[[ The records, beginning ]]

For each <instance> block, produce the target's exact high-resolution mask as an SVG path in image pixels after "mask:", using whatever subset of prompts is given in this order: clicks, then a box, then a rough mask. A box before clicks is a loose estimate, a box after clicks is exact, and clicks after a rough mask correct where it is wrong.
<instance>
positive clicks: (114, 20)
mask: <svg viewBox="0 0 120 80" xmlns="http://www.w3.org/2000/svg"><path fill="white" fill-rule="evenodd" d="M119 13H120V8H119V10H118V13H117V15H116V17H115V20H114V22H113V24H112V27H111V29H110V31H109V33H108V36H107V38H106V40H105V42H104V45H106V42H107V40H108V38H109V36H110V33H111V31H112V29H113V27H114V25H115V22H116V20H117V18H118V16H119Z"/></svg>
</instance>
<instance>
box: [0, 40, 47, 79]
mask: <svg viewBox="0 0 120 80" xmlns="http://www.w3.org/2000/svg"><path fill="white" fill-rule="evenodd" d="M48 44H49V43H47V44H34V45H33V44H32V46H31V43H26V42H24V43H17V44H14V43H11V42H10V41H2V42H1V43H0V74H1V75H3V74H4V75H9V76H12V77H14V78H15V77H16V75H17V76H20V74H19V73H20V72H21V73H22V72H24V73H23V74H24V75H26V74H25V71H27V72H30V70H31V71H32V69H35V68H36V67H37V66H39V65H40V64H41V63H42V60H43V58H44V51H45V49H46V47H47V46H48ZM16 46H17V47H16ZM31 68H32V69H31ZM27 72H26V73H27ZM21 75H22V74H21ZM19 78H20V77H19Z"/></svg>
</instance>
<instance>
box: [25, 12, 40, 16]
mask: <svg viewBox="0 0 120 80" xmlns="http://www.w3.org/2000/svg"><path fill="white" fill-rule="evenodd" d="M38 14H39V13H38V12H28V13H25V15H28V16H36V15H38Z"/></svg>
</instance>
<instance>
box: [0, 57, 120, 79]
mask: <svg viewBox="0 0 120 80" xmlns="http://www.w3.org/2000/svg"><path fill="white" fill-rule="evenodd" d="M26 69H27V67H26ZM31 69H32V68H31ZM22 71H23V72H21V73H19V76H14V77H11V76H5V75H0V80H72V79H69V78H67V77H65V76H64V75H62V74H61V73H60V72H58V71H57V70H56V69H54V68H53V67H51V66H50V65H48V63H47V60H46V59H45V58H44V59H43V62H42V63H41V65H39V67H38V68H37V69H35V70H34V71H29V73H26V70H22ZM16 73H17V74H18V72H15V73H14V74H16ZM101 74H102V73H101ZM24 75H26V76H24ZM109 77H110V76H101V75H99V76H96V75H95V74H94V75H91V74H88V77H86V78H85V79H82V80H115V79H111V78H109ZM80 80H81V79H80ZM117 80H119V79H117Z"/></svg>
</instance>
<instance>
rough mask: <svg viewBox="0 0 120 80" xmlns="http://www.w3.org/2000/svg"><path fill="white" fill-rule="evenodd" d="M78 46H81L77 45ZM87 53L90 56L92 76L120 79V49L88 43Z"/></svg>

[[ The records, end ]]

__Task__: Report each line in the entries above that contains the string "rough", treating uppercase and lowercase letters as distinct.

__Finished task__:
For each <instance> block, produce the target's exact high-resolution mask as an SVG path in image pixels after "mask:", using whatever subset of prompts is given in this order: clicks, then a box, then a rough mask. A box before clicks is a loose estimate, a box after clicks is exact, and clicks after a rough mask correct where it is wrong.
rough mask: <svg viewBox="0 0 120 80" xmlns="http://www.w3.org/2000/svg"><path fill="white" fill-rule="evenodd" d="M78 46H81L77 45ZM87 53L90 56L92 76L120 79V49L88 43Z"/></svg>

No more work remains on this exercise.